#### SOURCE TEXT:
-- Begin --

What Wired Didn’t Understand about Depth of Field
It's not about analog vs. digital, it's frame size vs. focal length
By Art Adams | August 16, 2008
In the Sept. '08 issue of Wired Magazine, in an article about the RED camera called "A Star is Born," the author states that the difference in depth of field between film cameras and HD cameras is due to "analog versus digital," with no other explanation. I've written this for him and for anyone who wonders why 35mm film and large sensor HD cameras have so little depth of field.
Here we see a hypothetical 25mm lens mounted on a 35mm film camera or an HD camera with a 35mm-sized sensor. The lens casts a circle of light, and the sensor/film gate "samples" the center of the image. The depth of field remains roughly the same for both cameras because the film gate and the sensor are roughly the same size.
Here's the same lens, shooting the same subject at the same distance, but with a Super 16mm film gate or 2/3" sensor. All that's changed is that we're now sampling a smaller section of the image projected by the lens. We've gone from a wide shot to a close up just by changing film or sensor size, but the depth of field remains the same for a subject that distance from a 25mm lens. And while we'd expect a lot of depth of field for a wide shot, we don't expect it on a close up--but try to throw the background out of focus on a 25mm lens in Super 16mm or on a 2/3" HD camera. It's hard to do.

-- End --

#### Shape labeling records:
-- Begin --

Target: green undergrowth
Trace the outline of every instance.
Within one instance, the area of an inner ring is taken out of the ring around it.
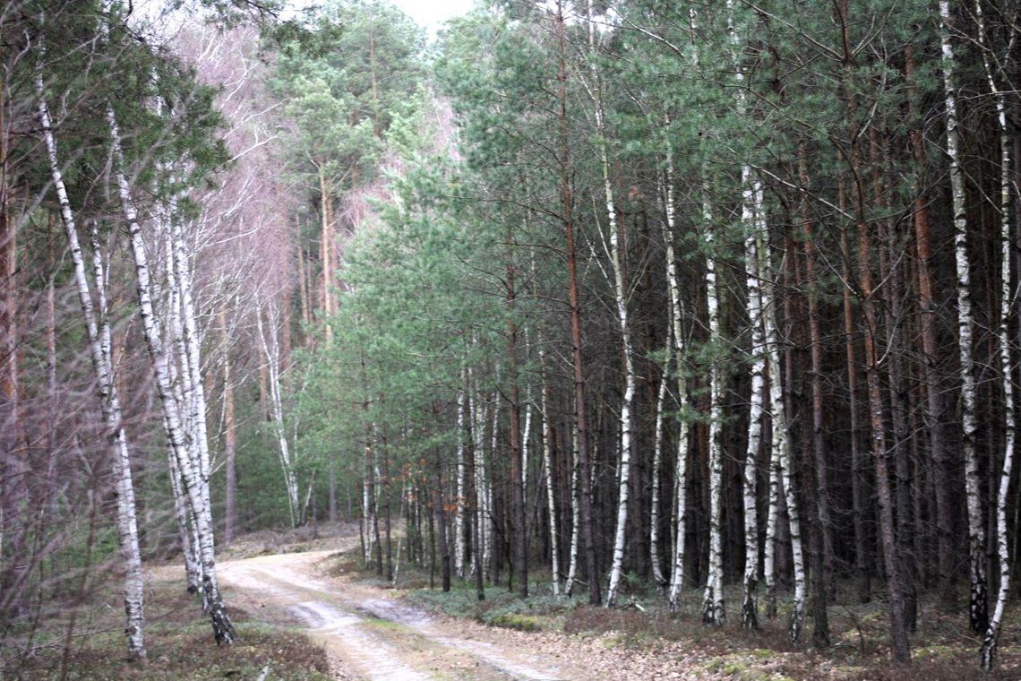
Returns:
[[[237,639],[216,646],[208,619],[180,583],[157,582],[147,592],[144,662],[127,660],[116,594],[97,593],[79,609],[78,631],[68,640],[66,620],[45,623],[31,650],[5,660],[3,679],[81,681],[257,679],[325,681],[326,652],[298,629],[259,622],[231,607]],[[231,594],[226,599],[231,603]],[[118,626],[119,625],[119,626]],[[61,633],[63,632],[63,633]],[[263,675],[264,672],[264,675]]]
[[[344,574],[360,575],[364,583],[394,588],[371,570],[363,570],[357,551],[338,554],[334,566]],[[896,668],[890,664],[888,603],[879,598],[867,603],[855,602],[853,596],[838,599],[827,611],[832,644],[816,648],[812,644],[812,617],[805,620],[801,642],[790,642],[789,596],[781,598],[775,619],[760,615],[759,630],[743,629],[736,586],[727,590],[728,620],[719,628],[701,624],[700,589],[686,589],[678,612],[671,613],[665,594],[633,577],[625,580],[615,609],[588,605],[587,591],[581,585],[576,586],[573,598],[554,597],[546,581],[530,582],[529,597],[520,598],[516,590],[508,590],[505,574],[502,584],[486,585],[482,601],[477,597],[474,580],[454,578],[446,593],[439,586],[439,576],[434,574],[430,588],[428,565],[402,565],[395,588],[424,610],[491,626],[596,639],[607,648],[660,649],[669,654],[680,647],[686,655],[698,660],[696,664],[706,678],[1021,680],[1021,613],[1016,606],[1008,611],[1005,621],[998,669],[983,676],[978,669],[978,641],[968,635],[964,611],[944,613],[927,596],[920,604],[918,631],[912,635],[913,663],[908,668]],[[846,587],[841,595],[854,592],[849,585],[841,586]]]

-- End --
-- Begin --

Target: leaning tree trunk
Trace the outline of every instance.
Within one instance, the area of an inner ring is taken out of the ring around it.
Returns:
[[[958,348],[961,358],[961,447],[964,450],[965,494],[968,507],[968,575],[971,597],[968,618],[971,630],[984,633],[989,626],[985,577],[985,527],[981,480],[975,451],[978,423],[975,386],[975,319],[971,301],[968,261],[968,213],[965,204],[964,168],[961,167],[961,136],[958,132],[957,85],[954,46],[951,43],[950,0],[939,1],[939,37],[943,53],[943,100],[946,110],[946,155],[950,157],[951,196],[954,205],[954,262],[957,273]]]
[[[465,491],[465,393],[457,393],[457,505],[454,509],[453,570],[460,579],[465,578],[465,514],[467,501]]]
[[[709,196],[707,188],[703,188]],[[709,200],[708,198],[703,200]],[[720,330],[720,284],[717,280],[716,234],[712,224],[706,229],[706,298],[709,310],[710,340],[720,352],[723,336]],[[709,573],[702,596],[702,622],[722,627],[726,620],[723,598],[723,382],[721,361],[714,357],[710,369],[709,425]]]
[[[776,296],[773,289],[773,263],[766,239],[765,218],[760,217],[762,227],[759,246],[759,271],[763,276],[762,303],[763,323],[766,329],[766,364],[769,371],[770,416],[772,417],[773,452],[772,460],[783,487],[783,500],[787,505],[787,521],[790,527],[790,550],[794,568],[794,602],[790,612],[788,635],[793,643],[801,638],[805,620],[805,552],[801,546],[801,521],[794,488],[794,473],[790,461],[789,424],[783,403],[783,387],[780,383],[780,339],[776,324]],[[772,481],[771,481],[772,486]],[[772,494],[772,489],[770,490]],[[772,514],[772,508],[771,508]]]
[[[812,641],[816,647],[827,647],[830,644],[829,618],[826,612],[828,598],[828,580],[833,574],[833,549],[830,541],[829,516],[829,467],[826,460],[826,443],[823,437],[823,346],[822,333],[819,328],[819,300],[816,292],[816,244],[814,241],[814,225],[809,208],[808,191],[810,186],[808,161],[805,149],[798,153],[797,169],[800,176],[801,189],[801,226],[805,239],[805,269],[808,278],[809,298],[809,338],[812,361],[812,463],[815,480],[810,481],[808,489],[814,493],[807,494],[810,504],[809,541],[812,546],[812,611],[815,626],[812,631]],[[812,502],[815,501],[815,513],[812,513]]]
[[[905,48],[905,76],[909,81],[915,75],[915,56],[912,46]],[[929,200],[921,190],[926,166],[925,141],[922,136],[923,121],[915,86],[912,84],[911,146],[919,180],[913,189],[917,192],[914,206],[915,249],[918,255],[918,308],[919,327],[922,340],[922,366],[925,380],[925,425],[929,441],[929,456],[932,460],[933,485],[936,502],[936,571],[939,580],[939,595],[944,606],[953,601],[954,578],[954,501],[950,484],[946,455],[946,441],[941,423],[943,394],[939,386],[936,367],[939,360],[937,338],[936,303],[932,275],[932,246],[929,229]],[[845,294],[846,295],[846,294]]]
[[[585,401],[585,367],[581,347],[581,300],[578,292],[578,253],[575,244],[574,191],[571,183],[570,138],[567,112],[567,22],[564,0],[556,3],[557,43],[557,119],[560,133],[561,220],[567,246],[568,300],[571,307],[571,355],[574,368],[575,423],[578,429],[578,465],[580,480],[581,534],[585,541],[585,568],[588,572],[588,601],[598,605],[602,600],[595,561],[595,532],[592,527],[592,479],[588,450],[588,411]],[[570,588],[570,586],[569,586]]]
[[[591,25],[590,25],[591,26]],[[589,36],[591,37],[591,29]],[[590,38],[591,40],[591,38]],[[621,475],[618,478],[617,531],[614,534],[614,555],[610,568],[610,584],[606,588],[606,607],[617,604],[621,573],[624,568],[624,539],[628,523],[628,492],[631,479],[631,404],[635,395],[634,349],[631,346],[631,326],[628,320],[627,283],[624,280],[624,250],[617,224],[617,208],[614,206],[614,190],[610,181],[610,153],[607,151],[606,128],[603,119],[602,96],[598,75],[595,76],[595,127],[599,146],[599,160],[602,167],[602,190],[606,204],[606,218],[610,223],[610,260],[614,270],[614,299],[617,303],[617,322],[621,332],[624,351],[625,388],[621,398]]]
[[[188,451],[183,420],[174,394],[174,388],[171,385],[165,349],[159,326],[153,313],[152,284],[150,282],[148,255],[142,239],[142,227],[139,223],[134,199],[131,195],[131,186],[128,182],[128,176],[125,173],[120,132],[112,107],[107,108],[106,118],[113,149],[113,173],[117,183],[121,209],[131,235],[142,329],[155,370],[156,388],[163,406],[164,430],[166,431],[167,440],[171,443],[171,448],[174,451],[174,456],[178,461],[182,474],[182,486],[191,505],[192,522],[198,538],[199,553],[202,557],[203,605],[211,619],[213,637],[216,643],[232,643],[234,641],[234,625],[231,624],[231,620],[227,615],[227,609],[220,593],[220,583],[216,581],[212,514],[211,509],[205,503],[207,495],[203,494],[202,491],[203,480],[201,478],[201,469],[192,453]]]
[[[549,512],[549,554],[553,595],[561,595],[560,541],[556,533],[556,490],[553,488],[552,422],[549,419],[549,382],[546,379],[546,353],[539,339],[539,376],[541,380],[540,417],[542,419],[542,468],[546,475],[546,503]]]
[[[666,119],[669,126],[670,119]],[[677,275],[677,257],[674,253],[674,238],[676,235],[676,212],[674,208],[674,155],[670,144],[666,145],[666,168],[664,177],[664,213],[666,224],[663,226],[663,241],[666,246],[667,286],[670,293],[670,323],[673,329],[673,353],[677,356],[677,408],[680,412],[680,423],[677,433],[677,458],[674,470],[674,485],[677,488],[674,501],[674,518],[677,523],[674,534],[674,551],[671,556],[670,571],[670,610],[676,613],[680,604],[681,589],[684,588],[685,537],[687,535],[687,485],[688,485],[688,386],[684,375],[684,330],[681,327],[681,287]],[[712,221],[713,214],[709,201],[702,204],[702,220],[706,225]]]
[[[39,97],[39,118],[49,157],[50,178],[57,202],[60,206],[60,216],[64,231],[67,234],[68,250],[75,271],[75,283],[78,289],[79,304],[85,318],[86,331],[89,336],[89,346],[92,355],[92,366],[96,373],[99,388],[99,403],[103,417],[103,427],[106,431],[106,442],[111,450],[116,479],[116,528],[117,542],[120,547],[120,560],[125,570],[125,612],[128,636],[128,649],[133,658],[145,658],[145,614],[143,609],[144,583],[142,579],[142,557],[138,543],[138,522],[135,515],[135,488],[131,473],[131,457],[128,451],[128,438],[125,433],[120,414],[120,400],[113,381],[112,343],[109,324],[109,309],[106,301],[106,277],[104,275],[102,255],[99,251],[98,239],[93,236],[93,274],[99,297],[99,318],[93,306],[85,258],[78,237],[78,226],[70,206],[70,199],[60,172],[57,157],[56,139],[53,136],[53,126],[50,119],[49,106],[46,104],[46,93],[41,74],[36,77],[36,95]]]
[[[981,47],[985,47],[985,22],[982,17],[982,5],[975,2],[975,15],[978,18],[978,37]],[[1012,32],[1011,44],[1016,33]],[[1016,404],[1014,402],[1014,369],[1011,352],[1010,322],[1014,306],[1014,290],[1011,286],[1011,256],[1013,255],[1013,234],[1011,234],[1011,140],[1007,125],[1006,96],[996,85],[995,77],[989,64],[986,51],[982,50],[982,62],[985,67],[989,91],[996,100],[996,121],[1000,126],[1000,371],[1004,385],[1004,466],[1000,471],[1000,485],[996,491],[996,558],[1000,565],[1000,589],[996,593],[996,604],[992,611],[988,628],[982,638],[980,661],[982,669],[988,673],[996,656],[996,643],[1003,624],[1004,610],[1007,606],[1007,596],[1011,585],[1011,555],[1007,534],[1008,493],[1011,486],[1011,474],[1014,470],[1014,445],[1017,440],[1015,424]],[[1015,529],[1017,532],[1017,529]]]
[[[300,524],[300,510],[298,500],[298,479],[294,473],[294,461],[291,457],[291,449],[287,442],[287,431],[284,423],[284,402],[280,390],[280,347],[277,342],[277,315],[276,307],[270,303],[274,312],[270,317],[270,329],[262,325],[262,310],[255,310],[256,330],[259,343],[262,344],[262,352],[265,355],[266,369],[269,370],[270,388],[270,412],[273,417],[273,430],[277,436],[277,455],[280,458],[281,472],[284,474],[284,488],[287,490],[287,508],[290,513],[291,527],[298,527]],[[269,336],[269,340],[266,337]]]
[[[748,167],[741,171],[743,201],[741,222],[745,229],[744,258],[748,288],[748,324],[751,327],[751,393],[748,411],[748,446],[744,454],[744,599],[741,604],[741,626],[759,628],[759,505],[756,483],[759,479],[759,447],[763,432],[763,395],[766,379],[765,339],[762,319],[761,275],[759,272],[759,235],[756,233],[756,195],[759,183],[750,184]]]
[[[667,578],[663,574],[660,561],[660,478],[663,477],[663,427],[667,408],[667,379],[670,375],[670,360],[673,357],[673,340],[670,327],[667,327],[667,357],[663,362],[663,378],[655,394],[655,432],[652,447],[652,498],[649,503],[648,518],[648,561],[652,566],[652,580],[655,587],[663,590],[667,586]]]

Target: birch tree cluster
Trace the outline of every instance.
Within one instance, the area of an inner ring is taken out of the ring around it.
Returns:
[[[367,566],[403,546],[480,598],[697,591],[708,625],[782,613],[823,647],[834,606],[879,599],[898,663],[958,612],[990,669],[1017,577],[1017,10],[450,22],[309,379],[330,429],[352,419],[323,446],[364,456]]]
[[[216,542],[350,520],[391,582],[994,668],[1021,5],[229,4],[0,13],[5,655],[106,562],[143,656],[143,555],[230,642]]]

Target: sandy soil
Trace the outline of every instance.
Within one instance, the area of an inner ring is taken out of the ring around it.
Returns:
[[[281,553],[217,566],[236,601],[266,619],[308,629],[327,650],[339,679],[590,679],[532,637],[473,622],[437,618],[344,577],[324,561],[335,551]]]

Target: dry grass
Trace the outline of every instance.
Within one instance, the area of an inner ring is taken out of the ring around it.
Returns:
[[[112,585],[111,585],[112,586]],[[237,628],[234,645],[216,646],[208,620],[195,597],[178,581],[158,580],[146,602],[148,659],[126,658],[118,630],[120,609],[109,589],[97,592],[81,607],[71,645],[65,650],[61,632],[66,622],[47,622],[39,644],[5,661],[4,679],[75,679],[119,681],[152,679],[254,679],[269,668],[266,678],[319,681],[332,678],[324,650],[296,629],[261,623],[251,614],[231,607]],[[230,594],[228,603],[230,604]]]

-- End --

#### INSTRUCTIONS FOR THE TASK:
Retype the passage of the depth of field article from "Here's the same" to "hard to do.".

#### RESULT:
Here's the same lens, shooting the same subject at the same distance, but with a Super 16mm film gate or 2/3" sensor. All that's changed is that we're now sampling a smaller section of the image projected by the lens. We've gone from a wide shot to a close up just by changing film or sensor size, but the depth of field remains the same for a subject that distance from a 25mm lens. And while we'd expect a lot of depth of field for a wide shot, we don't expect it on a close up--but try to throw the background out of focus on a 25mm lens in Super 16mm or on a 2/3" HD camera. It's hard to do.